A map legend is included, and the user can even determine the number of ranges to color the data in.

Also see the National Atlas, another site that allows the user to generate custom maps with a number of "layers" of data.

More on digital forensics

If you read the Scientific American article I cited in an earlier post, be sure to see the doctored Lance Armstrong photo with an explanation of how the original photo was altered.


World Wide Words

Have you ever used the expression "I have to see a man about a horse" and wondered where it came from? Well, I did, and I found a rather lengthy and interesting explanation on Wikipedia. One of the sources cited in the article was Michael Quinion's World Wide Words which attempts to explain a lot of English words and expressions in use around the world.

This isn't a place to let your students explore, as you can imagine there are some rather "colorful" and risque words and/or explanations, but it is a valuable resource for teachers.

Here is an explanation of the word "meme":

The idea, and the word, go back to Richard Dawkins’ book The Selfish Gene, published in 1976. He argued that ideas are capable of being transmitted through a population, to the extent that they must be thought of as somehow independent of the human brains that host and spawn them. He coined the word meme for such concepts as skills, habits, stories, songs, inventions or ideas that are passed from person to person by imitation. Dr Blackmore enlarges on this: “Everything you have learned from somebody else is a meme”.
_ _ _ _ _
### [EXERCISE SET]
• A. According to the blog text, which concepts did Richard Dawkins coin the word meme for? List every one.
• B. In the blog text, which book is the idea of the meme traced to, and when was it published?
• C. Continue the blog text on web resources for teachers, starting after its final sentence.
The records that follow have no connection to the blog text.

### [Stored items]
_ _ _ _ _
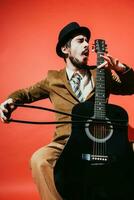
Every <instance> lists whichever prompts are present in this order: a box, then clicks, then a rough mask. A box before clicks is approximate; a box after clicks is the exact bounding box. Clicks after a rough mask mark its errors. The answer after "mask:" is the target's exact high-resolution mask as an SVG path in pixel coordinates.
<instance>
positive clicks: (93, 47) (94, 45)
mask: <svg viewBox="0 0 134 200" xmlns="http://www.w3.org/2000/svg"><path fill="white" fill-rule="evenodd" d="M91 51H92V52H95V44H92V49H91Z"/></svg>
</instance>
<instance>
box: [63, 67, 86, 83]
mask: <svg viewBox="0 0 134 200" xmlns="http://www.w3.org/2000/svg"><path fill="white" fill-rule="evenodd" d="M66 72H67V76H68V79H69V81H70V80H71V79H72V77H73V75H74V74H75V73H78V74H79V75H80V76H81V78H83V77H84V76H85V74H82V73H80V71H79V70H78V71H73V70H71V69H70V68H68V67H66Z"/></svg>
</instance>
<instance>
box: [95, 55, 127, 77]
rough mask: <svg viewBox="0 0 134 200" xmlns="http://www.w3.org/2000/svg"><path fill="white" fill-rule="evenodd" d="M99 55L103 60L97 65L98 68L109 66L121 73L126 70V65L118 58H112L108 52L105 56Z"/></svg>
mask: <svg viewBox="0 0 134 200" xmlns="http://www.w3.org/2000/svg"><path fill="white" fill-rule="evenodd" d="M101 57H103V58H104V60H105V61H104V63H102V64H101V65H99V66H98V68H102V67H104V68H109V69H112V70H114V71H116V72H120V73H123V72H124V71H125V70H126V67H125V66H124V65H123V64H122V63H121V62H119V60H118V59H115V58H113V57H112V56H110V55H109V54H107V55H105V56H104V55H101Z"/></svg>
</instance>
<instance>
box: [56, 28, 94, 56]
mask: <svg viewBox="0 0 134 200" xmlns="http://www.w3.org/2000/svg"><path fill="white" fill-rule="evenodd" d="M79 34H82V35H85V36H86V37H87V39H88V40H89V39H90V37H91V32H90V30H89V29H88V28H86V27H79V28H77V29H75V30H72V31H70V32H69V33H68V34H67V35H66V36H65V37H64V38H63V39H62V40H60V41H59V42H58V43H57V46H56V53H57V55H58V56H60V57H63V55H64V54H63V53H62V51H61V47H62V46H64V45H65V43H66V42H67V41H68V40H69V39H71V38H73V37H75V36H77V35H79Z"/></svg>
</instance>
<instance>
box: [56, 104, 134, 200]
mask: <svg viewBox="0 0 134 200" xmlns="http://www.w3.org/2000/svg"><path fill="white" fill-rule="evenodd" d="M93 108H94V106H93V104H92V103H90V102H88V101H87V102H84V103H81V104H78V105H76V106H75V107H74V108H73V111H72V113H73V114H79V113H80V114H81V115H83V116H88V117H89V119H90V118H92V117H93V115H94V110H93ZM106 116H107V118H106V123H105V124H107V125H106V126H105V127H106V131H105V132H106V135H101V128H102V129H104V128H105V127H104V123H102V124H98V121H97V122H95V121H94V120H93V122H87V123H80V124H77V125H76V124H73V125H72V133H71V136H70V138H69V140H68V142H67V144H66V146H65V148H64V150H63V152H62V153H61V156H60V158H59V159H58V161H57V163H56V166H55V170H54V177H55V184H56V187H57V190H58V191H59V193H60V194H61V196H62V197H63V199H65V200H66V199H67V200H91V199H97V200H99V199H114V200H115V199H118V200H119V199H121V198H122V199H125V198H126V197H127V198H126V199H129V195H130V194H131V193H132V192H133V189H134V185H133V183H132V181H133V180H134V173H132V166H133V163H132V162H131V160H132V159H131V158H132V150H131V148H130V146H129V142H128V134H127V133H128V131H127V129H128V127H127V121H128V115H127V112H126V111H125V110H124V109H123V108H121V107H119V106H116V105H112V104H108V105H106ZM107 119H108V121H109V122H107ZM78 120H80V118H77V117H73V118H72V121H78ZM119 120H120V122H119ZM112 122H113V124H112ZM118 122H119V123H118ZM90 124H91V125H90ZM98 126H99V129H98ZM96 127H97V128H96ZM87 129H89V132H91V136H90V134H89V133H88V131H87ZM94 132H95V133H94ZM96 133H97V135H96ZM94 134H95V135H94ZM94 137H96V138H98V139H97V141H94ZM93 156H94V157H93ZM130 163H131V164H130ZM130 176H131V178H130ZM132 179H133V180H132ZM131 180H132V181H131ZM124 183H125V184H124ZM130 196H131V195H130Z"/></svg>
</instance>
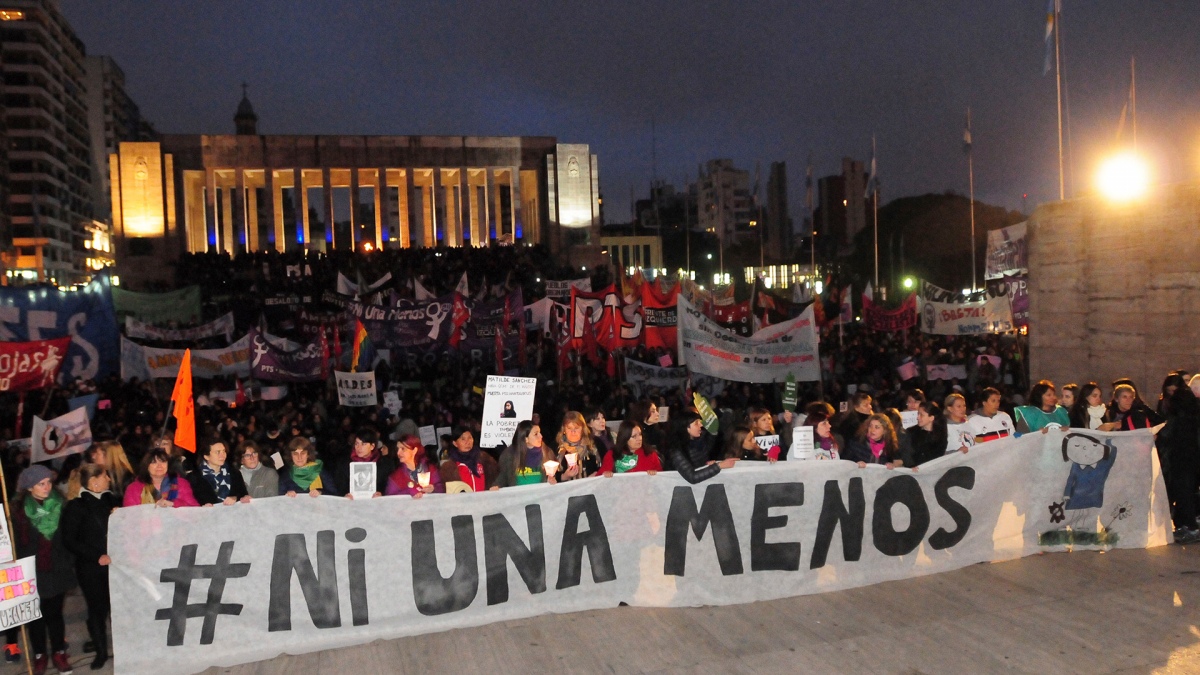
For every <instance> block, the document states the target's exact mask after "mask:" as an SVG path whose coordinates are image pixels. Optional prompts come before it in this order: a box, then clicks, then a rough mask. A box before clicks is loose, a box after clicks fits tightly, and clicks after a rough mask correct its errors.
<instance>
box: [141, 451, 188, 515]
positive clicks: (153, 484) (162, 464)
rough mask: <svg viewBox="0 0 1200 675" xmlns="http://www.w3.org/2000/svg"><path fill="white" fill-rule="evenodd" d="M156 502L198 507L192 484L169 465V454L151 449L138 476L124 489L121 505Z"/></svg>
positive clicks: (174, 504)
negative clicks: (127, 487)
mask: <svg viewBox="0 0 1200 675" xmlns="http://www.w3.org/2000/svg"><path fill="white" fill-rule="evenodd" d="M138 504H155V506H157V507H161V508H179V507H192V506H200V504H199V502H197V501H196V496H194V495H193V494H192V486H191V485H190V484H188V483H187V480H185V479H184V478H181V477H180V476H179V474H178V473H175V471H174V470H172V468H170V455H168V454H167V450H163V449H162V448H154V449H152V450H150V452H149V453H146V456H144V458H142V466H140V467H139V468H138V478H137V479H136V480H134V482H133V483H130V486H128V488H126V489H125V502H124V506H138Z"/></svg>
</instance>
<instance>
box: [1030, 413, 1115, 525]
mask: <svg viewBox="0 0 1200 675" xmlns="http://www.w3.org/2000/svg"><path fill="white" fill-rule="evenodd" d="M1116 458H1117V450H1116V448H1115V447H1112V442H1111V441H1102V440H1100V438H1097V437H1096V436H1092V435H1088V434H1078V432H1072V434H1067V435H1066V436H1064V437H1063V440H1062V459H1063V461H1067V462H1070V473H1068V474H1067V484H1066V485H1063V489H1062V501H1061V502H1056V503H1052V504H1050V521H1051V522H1063V524H1064V525H1063V528H1062V530H1058V531H1056V532H1046V533H1043V534H1042V536H1040V537H1039V543H1040V544H1042V545H1055V544H1072V543H1074V544H1115V543H1116V540H1117V534H1116V533H1115V532H1109V531H1108V527H1106V526H1105V525H1104V524H1103V522H1100V520H1099V516H1100V508H1102V507H1103V506H1104V484H1105V483H1106V482H1108V479H1109V473H1110V472H1111V471H1112V465H1114V462H1116Z"/></svg>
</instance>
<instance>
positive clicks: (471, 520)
mask: <svg viewBox="0 0 1200 675" xmlns="http://www.w3.org/2000/svg"><path fill="white" fill-rule="evenodd" d="M412 528H413V601H414V602H415V603H416V610H418V611H420V613H421V614H424V615H426V616H437V615H439V614H449V613H451V611H460V610H463V609H467V608H468V607H470V603H472V601H474V599H475V595H476V593H479V555H478V554H476V551H475V521H474V519H473V518H472V516H469V515H456V516H454V518H451V519H450V528H451V530H452V531H454V572H452V573H451V574H450V577H449V578H443V577H442V573H440V572H438V557H437V551H436V549H434V540H433V521H432V520H415V521H413V525H412Z"/></svg>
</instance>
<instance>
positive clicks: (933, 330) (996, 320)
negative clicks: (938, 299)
mask: <svg viewBox="0 0 1200 675" xmlns="http://www.w3.org/2000/svg"><path fill="white" fill-rule="evenodd" d="M917 301H918V303H919V306H920V309H919V313H920V329H922V330H923V331H924V333H931V334H935V335H979V334H984V333H997V331H1004V330H1012V329H1013V306H1012V304H1010V300H1009V298H1008V295H1000V297H997V298H988V299H986V300H982V301H978V303H935V301H932V300H925V299H923V298H918V299H917Z"/></svg>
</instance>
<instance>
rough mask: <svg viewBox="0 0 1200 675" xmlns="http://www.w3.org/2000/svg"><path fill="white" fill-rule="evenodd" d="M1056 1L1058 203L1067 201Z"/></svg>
mask: <svg viewBox="0 0 1200 675" xmlns="http://www.w3.org/2000/svg"><path fill="white" fill-rule="evenodd" d="M1060 17H1061V12H1060V8H1058V0H1055V4H1054V78H1055V84H1056V86H1057V90H1058V201H1060V202H1061V201H1064V199H1067V183H1066V179H1064V178H1063V165H1062V54H1061V50H1060V46H1058V20H1060Z"/></svg>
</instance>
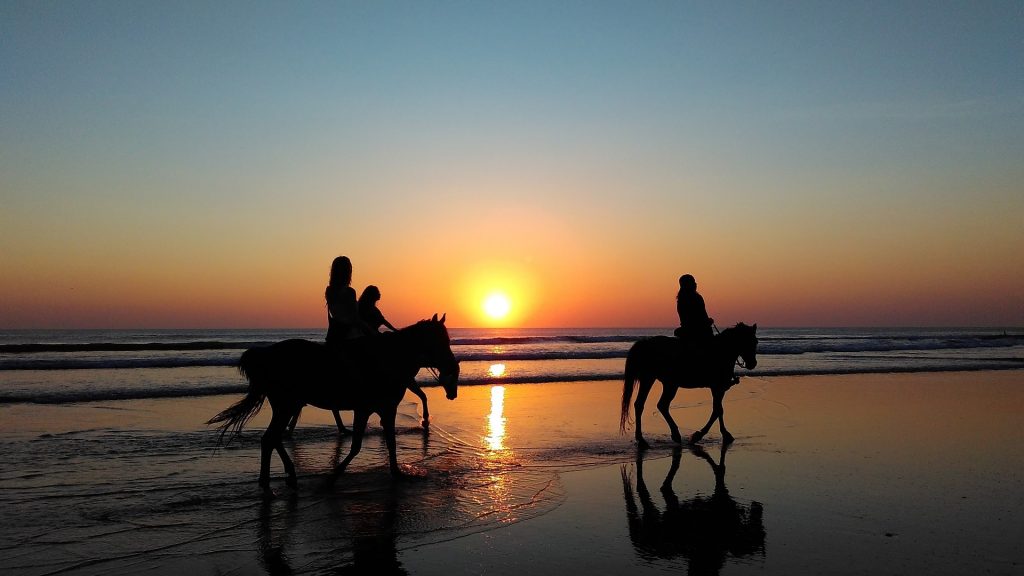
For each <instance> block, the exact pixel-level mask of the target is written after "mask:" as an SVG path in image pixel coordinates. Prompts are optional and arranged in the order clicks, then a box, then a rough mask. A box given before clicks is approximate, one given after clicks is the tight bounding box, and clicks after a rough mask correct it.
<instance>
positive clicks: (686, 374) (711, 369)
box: [618, 323, 758, 448]
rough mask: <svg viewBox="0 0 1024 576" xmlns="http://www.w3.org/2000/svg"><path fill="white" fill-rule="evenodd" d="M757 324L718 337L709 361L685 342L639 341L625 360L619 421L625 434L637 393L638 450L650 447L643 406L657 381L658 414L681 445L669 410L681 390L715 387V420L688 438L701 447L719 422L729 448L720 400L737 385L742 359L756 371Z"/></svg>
mask: <svg viewBox="0 0 1024 576" xmlns="http://www.w3.org/2000/svg"><path fill="white" fill-rule="evenodd" d="M757 331H758V325H757V324H755V325H754V326H748V325H745V324H742V323H740V324H737V325H735V326H734V327H732V328H726V329H725V330H723V331H722V333H721V334H718V335H717V336H715V337H714V339H713V341H712V344H711V346H710V348H709V351H708V354H707V357H701V356H697V355H695V354H694V353H693V352H692V351H688V349H687V348H686V342H685V341H684V340H682V339H681V338H676V337H672V336H654V337H652V338H644V339H642V340H638V341H637V342H636V343H635V344H633V346H632V347H631V348H630V352H629V354H628V355H627V356H626V378H625V382H624V385H623V404H622V414H621V419H620V422H618V426H620V430H621V431H622V433H623V434H625V433H626V425H627V424H628V423H629V417H630V400H631V399H632V397H633V390H634V388H637V398H636V401H635V402H634V403H633V407H634V410H633V411H634V414H635V415H636V431H635V435H636V441H637V446H639V447H640V448H647V447H648V446H649V445H648V444H647V441H645V440H644V439H643V433H642V430H641V420H642V418H643V406H644V403H645V402H646V401H647V395H648V394H649V393H650V388H651V387H652V386H653V385H654V380H660V381H662V388H663V392H662V399H660V400H658V402H657V410H658V411H659V412H660V413H662V416H664V417H665V421H666V422H668V423H669V428H670V430H671V431H672V440H673V441H675V442H676V443H678V444H682V442H683V438H682V436H681V435H680V434H679V427H678V426H676V421H675V420H673V419H672V414H670V413H669V408H670V407H671V406H672V399H673V398H675V397H676V392H677V390H678V389H679V388H681V387H683V388H702V387H706V388H711V394H712V400H713V407H712V413H711V417H710V418H709V419H708V423H707V424H705V426H703V427H702V428H700V429H699V430H697V431H695V433H693V435H692V436H690V442H694V443H695V442H699V441H700V440H701V439H702V438H703V437H705V435H707V434H708V430H710V429H711V426H712V424H713V423H715V420H718V422H719V427H720V428H721V430H722V441H723V442H724V443H726V444H728V443H730V442H732V441H733V437H732V435H731V434H729V430H727V429H725V420H724V419H723V417H722V413H723V409H722V399H723V398H725V393H726V392H727V390H728V389H729V388H730V387H732V384H734V383H735V382H737V381H739V379H738V378H737V377H735V375H734V369H735V367H736V363H737V361H738V360H739V359H740V358H741V359H742V360H743V364H742V366H743V367H745V368H746V369H748V370H753V369H754V368H755V367H756V366H757V365H758V359H757V351H758V337H757Z"/></svg>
_ _ _ _ _
### [REPLIES]
• A. Skills, habits, stories, songs, inventions, and ideas.

• B. Richard Dawkins' The Selfish Gene, published in 1976.

• C.
You'll also find explanations for "throw in the towel", "cock and bull story", "crocodile tears", "acid test" and a whole lot more!

When seeing is NOT believing: How to spot a fake photo

From Photojojo I learned about this article in the June Scientific American. Some pretty high-end stuff, but this is a very important skill for us and our students to learn.

It used to be that only professional photographers had the ability to "doctor" photos. But now, thanks to Photoshop and all the other image-editing software, ANYONE can fake a photo AND put that photo on a webpage, or attach it to an email.

Wouldn't this be a great way to talk about propaganda? Or political campaigns?

Our students, and, unfortunately, many adults, assume that everything they see on the internet is true, especially if it's a photograph. This article will be a real eye-opener for many!

Wednesday, June 04, 2008

Mr. Winkle Wakes

I think I'll use this little video when I teach some teachers about Web 2.0 this summer.


CleanMPG- an energy conservation community

I read an article on the CNN.com technology blog about Wayne Gerdes, a "hypermiler" who tries to squeeze every mile he can from every drop of gasoline. The article linked to the CleanMPG website which looks very interesting.
I see some possibilities for math problems involving what Gerdes calls "MPGPP" or miles per gallon per person, not to mention some very real discussions about conserving energy when we drive, and around the house.
The price of gas is only going to go up. We can have some very important lessons in the classroom about personal finance, and, on a larger scale, the effect the price of gas is having on the world's economy.

Monday, June 02, 2008

Cool tool for Google Earth

Check out what I created using the Thematic Mapping Engine. Here's a description from the website:

"Thematic Mapping Engine (TME) enables you to visualise global statistics on Google Earth. The primary data source is UNdata.

The engine returns a KMZ file that you can open in Google Earth or download to your computer.

So far only prism maps are supported, but other thematic mapping techniques will be added in the upcoming weeks."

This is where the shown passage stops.